Aim of the exercise:
Pull out each line of the records below that contains the word "reflection", and copy those lines without changing them.

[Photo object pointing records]
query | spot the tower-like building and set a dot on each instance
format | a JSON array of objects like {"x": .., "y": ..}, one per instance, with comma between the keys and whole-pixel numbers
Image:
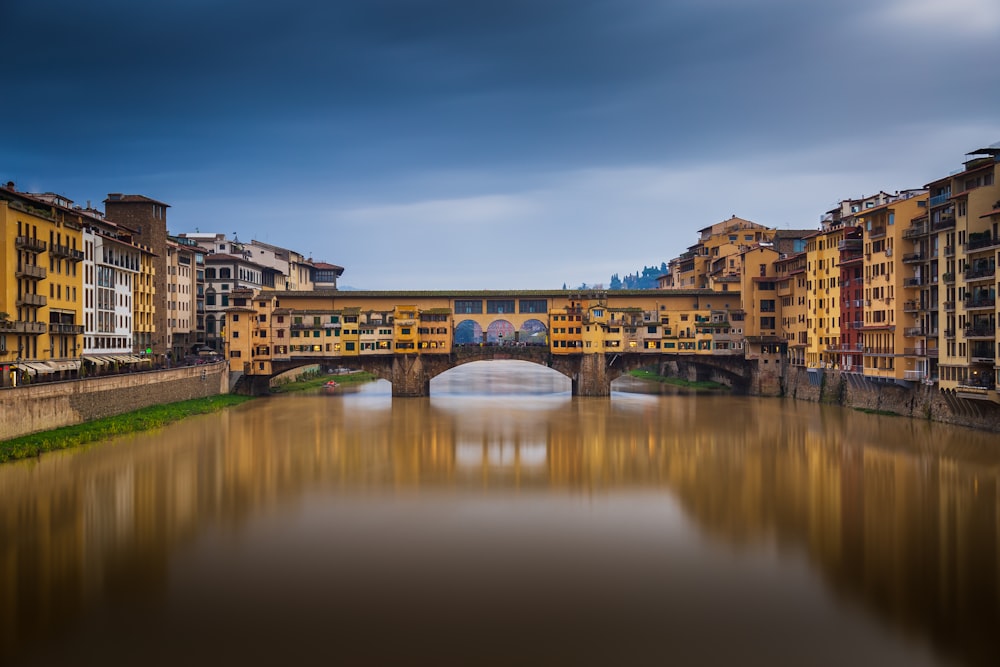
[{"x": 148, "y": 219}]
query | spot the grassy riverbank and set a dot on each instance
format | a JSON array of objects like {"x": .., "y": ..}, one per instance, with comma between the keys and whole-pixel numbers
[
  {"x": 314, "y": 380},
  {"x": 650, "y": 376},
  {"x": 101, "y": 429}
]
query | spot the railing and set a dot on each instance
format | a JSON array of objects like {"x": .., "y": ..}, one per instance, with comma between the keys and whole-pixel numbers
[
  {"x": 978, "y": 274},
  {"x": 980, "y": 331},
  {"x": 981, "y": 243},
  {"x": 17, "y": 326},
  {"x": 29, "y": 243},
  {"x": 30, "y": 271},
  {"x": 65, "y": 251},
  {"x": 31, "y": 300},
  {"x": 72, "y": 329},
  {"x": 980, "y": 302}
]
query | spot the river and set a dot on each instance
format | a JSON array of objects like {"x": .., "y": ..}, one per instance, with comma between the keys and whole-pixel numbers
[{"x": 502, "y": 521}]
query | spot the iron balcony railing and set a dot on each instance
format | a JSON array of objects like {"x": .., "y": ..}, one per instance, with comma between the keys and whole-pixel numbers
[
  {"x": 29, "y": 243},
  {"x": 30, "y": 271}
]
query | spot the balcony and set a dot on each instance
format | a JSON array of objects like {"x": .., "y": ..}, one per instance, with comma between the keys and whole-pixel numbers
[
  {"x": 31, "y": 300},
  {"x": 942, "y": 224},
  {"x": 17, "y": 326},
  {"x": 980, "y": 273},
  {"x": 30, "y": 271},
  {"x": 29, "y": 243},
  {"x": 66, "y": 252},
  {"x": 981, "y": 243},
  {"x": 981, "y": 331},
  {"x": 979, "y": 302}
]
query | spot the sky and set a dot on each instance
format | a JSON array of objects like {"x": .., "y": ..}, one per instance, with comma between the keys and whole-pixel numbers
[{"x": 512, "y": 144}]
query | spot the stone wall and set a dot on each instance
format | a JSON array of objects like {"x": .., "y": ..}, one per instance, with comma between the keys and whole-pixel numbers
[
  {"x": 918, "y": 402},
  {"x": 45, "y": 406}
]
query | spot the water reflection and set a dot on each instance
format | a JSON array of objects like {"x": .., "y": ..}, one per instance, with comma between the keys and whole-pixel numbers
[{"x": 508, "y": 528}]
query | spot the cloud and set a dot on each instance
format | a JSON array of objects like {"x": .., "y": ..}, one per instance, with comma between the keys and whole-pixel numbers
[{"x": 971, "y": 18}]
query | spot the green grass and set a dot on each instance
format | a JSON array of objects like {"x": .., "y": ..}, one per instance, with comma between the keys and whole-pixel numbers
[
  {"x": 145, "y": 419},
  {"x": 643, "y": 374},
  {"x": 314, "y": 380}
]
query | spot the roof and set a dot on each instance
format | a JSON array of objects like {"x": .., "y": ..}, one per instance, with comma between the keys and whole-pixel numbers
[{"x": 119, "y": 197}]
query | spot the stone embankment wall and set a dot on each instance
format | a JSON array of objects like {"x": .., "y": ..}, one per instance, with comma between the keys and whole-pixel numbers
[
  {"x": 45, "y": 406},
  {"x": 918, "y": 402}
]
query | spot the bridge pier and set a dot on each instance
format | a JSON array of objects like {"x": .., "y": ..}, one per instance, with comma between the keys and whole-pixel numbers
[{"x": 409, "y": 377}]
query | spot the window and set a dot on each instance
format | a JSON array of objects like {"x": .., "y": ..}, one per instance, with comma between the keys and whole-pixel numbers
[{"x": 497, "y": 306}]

--

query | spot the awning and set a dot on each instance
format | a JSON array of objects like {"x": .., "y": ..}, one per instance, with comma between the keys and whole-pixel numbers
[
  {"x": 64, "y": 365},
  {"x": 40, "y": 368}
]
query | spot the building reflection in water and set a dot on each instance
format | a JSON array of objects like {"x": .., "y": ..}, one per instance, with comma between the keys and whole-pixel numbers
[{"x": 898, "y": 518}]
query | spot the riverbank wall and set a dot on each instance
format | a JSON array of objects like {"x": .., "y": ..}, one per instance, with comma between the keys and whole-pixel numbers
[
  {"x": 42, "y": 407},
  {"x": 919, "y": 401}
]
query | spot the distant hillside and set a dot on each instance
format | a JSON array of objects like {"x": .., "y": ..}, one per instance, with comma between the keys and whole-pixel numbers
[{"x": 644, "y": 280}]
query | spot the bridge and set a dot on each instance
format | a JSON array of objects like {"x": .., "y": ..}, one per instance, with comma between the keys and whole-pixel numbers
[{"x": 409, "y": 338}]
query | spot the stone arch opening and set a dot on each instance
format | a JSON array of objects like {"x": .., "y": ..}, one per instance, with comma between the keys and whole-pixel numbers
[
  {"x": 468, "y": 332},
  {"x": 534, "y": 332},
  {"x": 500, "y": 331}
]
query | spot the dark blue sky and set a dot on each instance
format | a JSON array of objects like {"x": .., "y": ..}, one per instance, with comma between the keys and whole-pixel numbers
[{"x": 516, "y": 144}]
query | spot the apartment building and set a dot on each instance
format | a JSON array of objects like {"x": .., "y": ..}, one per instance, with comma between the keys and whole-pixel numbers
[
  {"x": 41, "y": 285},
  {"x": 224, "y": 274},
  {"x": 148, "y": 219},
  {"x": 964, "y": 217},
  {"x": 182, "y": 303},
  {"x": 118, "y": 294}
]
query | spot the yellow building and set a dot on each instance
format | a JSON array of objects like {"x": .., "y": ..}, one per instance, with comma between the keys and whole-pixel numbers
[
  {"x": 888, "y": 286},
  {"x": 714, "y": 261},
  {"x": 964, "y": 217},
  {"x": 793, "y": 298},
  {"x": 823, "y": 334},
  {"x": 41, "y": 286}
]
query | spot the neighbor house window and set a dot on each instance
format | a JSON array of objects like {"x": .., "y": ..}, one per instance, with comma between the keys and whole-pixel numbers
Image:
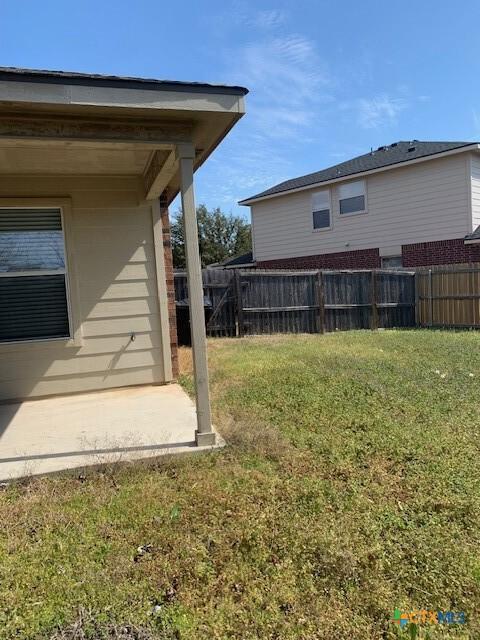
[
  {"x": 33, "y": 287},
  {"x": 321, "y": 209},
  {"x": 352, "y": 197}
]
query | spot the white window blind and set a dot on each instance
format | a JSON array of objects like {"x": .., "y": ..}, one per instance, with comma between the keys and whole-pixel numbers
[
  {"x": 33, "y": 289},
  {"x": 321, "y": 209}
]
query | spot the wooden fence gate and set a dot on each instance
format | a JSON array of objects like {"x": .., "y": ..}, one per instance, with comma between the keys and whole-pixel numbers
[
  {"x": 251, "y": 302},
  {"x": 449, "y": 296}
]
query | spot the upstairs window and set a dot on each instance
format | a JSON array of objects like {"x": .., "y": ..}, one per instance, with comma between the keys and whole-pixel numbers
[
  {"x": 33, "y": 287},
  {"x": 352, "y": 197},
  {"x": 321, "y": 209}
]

Result for this exercise:
query | spot the water reflection and set a dot on each instance
query | spot the building reflection in water and set a dot on each instance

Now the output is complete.